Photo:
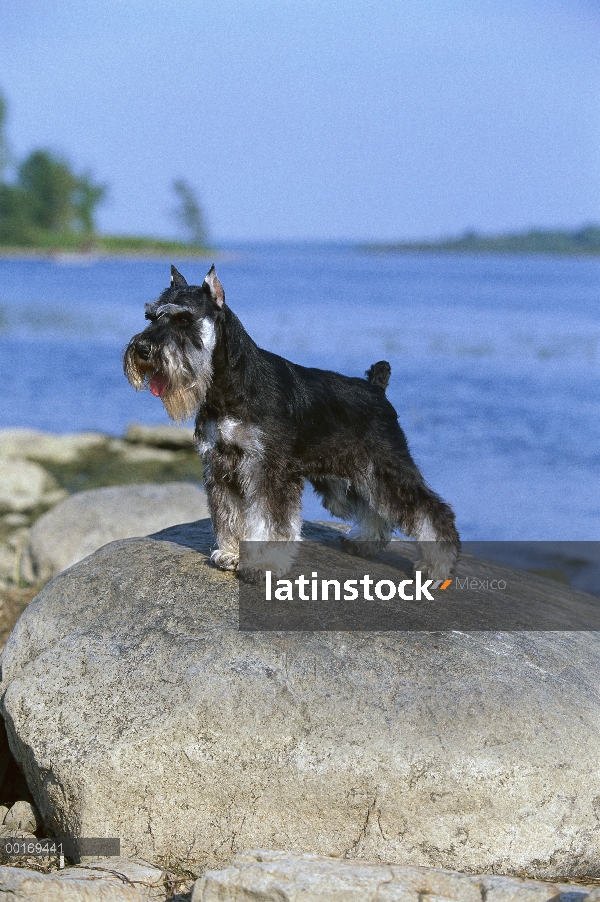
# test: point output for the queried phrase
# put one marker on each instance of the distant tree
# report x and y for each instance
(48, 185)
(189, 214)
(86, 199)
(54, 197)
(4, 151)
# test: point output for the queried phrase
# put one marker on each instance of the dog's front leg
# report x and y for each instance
--
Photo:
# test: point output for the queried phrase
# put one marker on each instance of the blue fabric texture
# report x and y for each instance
...
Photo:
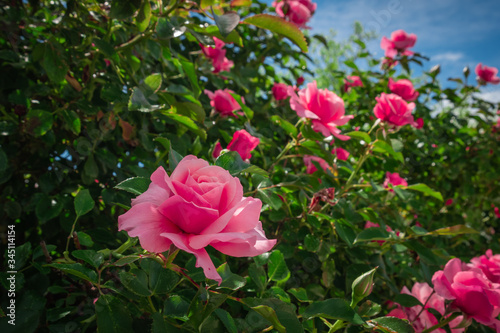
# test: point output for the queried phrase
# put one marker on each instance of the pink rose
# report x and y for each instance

• [Problem requirements]
Locate every one of the lines above that contains the string "marker", treating uppercase and lowercase as different, and copy each of those lines in full.

• [Task answer]
# put one marker on each instance of the distant tree
# put one marker on each instance of the dog's front leg
# put one marker on each instance of the blue fabric texture
# put one marker on each instance of the pink rose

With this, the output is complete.